### Aim 1
Answer these questions about the load-testing task file that follows:
(a) How many concurrent users does the Target load scenario use, and for how long?
(b) Within how many seconds must the app recover after a spike?
(c) Which environment should load tests always be run against?

Kordant/tasks/web-production/18-load-testing.md

# 18. Load & Stress Testing

meta:
  id: web-production-18
  feature: web-production
  priority: P2
  depends_on: []
  tags: [testing, performance, production]

objective:
- Validate application performance under production-like load and identify bottlenecks

deliverables:
- Load test suite with k6 or Artillery
- Performance baseline documentation
- Bottleneck identification report
- Scaling recommendations

steps:
1. Set up load testing tool:
   - Install k6 or Artillery
   - Create tests/ directory for load tests
   - Configure test environment (staging)
2. Write load tests for critical endpoints:
   - GET / (landing page)
   - POST /api/trpc/user.login
   - GET /api/trpc/user.me (authenticated)
   - GET /api/trpc/darkwatch.getExposures
   - GET /api/trpc/alerts.getAlerts
   - WebSocket connection and alert subscription
3. Define load scenarios:
   - Baseline: 100 concurrent users, 5 minutes
   - Target: 1000 concurrent users, 10 minutes
   - Stress: 5000 concurrent users, 5 minutes
   - Spike: 0 to 2000 users in 10 seconds
4. Measure and record:
   - Response time percentiles (p50, p95, p99)
   - Error rate
   - Requests per second (throughput)
   - CPU and memory usage on server
   - Database connection pool utilization
   - Redis memory usage
5. Identify bottlenecks:
   - Slow queries from database
   - Memory leaks
   - Connection pool exhaustion
   - CPU-bound operations
6. Document scaling recommendations:
   - Horizontal scaling (more instances)
   - Vertical scaling (bigger instances)
   - Caching improvements
   - Query optimization

tests:
- Load: Baseline test passes with <200ms p95
- Stress: App remains functional under 5x normal load
- Spike: App recovers within 30 seconds after spike

acceptance_criteria:
- Baseline load (100 concurrent) → p95 < 200ms, 0% errors
- Target load (1000 concurrent) → p95 < 500ms, <1% errors
- Stress load (5000 concurrent) → no crashes, <5% errors
- Spike test → recovery within 30 seconds
- Performance baseline documented with metrics
- Bottleneck report with actionable recommendations
- Scaling plan documented

validation:
- Run k6 against staging → results within acceptable thresholds
- Check server metrics during test → CPU <80%, memory <80%
- Database connections → pool not exhausted
- Review report → identified 3+ bottlenecks with fixes

notes:
- Always test against staging, never production
- Schedule load tests during low-traffic periods
- Use k6 Cloud for distributed load testing if needed
- Consider using Vercel Analytics for real-user monitoring (RUM)

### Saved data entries

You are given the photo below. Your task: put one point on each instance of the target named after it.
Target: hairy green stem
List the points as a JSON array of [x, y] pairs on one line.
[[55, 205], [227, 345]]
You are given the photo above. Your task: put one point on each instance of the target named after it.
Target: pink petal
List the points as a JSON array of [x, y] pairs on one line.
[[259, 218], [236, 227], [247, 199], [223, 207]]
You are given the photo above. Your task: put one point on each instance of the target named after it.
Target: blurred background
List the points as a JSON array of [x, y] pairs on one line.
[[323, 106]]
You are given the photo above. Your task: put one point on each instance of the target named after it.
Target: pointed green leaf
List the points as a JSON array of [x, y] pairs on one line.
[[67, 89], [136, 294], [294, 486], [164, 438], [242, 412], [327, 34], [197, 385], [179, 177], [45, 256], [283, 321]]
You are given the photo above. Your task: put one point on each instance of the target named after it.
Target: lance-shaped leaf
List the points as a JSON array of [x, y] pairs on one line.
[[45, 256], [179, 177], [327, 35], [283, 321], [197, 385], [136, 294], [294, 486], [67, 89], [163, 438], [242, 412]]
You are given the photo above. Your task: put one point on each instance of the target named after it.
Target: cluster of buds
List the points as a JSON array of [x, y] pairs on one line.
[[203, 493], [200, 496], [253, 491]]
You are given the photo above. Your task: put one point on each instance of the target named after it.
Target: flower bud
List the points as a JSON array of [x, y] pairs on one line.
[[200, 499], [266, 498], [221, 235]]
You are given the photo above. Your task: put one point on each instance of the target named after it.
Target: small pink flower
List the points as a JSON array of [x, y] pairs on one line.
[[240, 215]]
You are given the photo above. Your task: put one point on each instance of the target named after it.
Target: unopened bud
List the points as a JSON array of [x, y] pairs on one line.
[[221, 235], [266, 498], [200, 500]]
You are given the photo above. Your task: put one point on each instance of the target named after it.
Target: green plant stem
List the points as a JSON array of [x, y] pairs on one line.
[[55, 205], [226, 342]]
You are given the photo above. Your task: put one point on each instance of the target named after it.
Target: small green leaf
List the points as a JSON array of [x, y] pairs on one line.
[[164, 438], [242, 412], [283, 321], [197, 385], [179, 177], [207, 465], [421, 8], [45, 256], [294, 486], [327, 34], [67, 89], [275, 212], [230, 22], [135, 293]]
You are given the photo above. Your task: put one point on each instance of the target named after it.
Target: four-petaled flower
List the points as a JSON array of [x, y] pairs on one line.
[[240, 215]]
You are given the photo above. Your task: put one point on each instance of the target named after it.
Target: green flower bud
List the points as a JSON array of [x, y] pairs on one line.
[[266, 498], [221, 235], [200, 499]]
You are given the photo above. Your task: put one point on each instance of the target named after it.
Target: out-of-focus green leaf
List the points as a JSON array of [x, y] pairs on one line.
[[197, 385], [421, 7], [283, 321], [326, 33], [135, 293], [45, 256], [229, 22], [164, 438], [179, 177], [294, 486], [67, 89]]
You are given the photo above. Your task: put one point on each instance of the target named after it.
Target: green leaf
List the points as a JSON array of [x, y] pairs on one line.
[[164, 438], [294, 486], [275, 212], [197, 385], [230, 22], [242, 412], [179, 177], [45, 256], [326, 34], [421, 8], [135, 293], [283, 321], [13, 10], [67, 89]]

---

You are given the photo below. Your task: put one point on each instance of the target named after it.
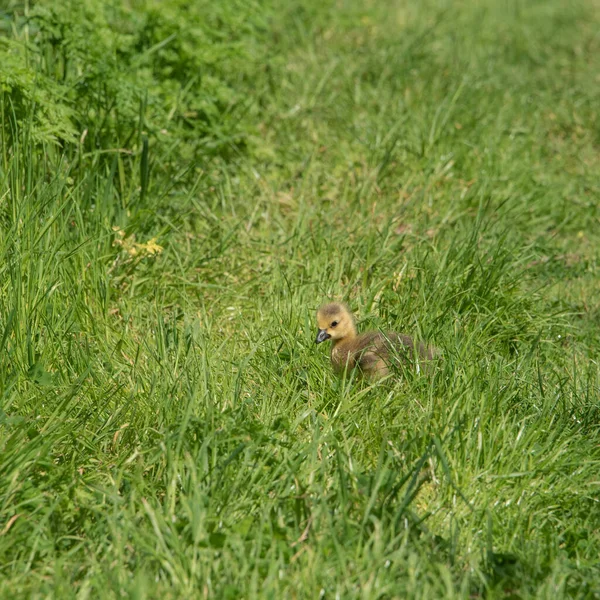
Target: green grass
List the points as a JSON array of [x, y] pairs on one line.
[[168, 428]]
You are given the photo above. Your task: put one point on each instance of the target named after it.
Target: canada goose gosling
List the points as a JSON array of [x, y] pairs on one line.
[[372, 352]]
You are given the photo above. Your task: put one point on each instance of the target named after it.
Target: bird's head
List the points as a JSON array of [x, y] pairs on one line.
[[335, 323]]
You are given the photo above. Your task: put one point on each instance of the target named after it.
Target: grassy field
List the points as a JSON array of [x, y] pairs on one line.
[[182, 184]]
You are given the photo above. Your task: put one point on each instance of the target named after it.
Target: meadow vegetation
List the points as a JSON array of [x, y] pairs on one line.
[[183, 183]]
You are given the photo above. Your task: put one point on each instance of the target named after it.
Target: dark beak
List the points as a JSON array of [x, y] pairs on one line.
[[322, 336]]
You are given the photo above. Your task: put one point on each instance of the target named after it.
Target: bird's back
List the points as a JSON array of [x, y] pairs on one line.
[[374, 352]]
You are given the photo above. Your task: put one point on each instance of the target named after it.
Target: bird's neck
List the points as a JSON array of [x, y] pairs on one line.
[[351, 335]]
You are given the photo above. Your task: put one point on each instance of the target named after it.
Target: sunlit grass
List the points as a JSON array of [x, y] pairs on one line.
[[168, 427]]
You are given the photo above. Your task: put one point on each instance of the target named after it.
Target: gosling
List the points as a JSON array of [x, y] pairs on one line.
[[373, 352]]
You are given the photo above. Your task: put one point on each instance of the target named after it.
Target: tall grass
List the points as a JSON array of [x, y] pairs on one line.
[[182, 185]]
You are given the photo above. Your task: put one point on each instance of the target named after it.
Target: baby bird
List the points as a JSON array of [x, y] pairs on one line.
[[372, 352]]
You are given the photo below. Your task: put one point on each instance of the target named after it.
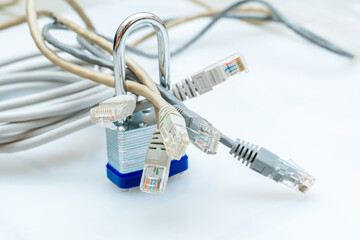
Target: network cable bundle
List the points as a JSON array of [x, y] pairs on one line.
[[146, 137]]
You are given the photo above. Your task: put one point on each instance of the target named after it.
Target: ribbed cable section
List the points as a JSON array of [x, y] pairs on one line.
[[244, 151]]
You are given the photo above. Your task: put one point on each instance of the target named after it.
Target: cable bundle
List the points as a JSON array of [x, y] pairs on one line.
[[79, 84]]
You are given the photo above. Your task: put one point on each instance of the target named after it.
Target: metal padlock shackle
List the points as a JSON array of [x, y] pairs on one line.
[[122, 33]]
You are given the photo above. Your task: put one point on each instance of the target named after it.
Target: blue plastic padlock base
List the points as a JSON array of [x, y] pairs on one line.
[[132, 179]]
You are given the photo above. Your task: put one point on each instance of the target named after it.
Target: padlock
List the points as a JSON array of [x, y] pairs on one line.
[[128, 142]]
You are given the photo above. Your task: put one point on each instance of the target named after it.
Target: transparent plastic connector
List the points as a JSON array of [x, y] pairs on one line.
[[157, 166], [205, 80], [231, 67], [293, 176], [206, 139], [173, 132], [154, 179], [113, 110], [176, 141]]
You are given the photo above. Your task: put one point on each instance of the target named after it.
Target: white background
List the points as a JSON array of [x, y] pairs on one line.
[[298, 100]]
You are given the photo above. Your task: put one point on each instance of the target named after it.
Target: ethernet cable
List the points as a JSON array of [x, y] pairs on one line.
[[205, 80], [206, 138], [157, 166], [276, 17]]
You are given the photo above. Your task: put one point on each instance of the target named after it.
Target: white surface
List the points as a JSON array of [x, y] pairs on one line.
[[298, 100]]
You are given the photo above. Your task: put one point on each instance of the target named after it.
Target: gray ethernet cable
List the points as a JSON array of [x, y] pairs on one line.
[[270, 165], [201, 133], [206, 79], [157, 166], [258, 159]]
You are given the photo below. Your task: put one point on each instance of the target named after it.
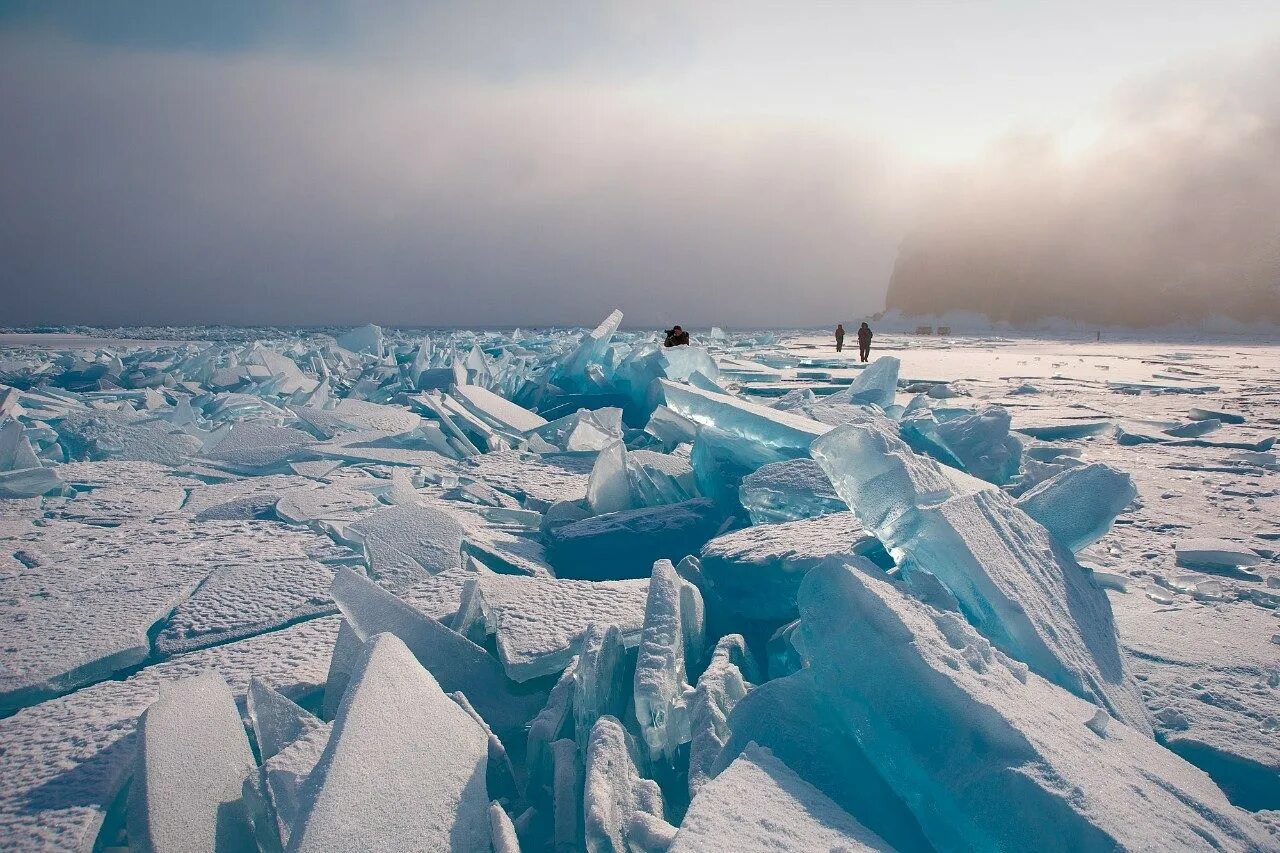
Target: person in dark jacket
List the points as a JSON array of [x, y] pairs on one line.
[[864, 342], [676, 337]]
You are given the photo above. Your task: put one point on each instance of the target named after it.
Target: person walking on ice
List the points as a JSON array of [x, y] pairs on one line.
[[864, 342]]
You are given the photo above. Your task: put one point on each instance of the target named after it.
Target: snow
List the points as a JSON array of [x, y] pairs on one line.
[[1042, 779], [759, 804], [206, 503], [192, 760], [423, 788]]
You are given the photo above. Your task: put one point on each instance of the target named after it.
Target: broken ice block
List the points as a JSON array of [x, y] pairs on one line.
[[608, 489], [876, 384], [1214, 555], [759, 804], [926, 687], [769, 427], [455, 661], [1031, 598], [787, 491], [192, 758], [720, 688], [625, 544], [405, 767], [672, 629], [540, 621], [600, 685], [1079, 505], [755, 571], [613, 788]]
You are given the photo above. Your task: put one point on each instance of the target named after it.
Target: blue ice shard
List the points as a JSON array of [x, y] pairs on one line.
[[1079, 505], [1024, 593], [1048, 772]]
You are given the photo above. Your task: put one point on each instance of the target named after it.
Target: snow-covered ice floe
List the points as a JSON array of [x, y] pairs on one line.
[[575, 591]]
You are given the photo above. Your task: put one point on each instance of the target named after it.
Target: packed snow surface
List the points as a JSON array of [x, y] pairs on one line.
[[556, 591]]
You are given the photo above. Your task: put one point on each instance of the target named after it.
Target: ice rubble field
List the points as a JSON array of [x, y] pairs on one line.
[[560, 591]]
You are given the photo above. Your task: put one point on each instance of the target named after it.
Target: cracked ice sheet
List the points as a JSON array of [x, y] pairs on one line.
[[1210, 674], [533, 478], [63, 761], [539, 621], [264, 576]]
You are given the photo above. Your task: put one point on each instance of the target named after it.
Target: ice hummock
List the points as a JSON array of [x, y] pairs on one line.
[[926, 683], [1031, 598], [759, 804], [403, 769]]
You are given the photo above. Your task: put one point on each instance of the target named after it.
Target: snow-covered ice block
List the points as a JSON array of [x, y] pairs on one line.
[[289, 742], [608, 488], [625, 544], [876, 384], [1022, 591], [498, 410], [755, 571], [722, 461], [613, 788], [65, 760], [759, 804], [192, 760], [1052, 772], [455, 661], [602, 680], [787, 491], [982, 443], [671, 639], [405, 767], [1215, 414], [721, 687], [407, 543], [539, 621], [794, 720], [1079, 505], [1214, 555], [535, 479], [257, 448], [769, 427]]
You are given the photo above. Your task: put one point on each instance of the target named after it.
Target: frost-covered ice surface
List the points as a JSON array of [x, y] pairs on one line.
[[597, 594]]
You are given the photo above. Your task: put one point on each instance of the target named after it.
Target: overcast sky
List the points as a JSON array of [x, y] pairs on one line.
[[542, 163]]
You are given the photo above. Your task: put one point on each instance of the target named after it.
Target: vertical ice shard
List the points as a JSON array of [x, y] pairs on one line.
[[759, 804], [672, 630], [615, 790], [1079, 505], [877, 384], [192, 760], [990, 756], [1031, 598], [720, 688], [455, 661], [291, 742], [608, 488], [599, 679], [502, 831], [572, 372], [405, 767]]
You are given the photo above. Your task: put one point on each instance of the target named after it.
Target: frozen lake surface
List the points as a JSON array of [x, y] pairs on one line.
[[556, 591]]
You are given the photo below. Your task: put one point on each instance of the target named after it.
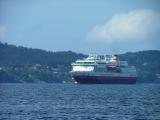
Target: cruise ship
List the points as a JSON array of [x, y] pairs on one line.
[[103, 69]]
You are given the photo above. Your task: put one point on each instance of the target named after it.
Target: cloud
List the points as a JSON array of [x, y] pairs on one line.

### Aim 2
List every line of the records above that contains the string "block", treating uppercase and lowercase as different.

### Exercise response 1
(a) 1000 concurrent users for 10 minutes.
(b) Within 30 seconds.
(c) Staging, never production.

### Exercise response 2
Target: broken ice block
Target: snow-covered ice block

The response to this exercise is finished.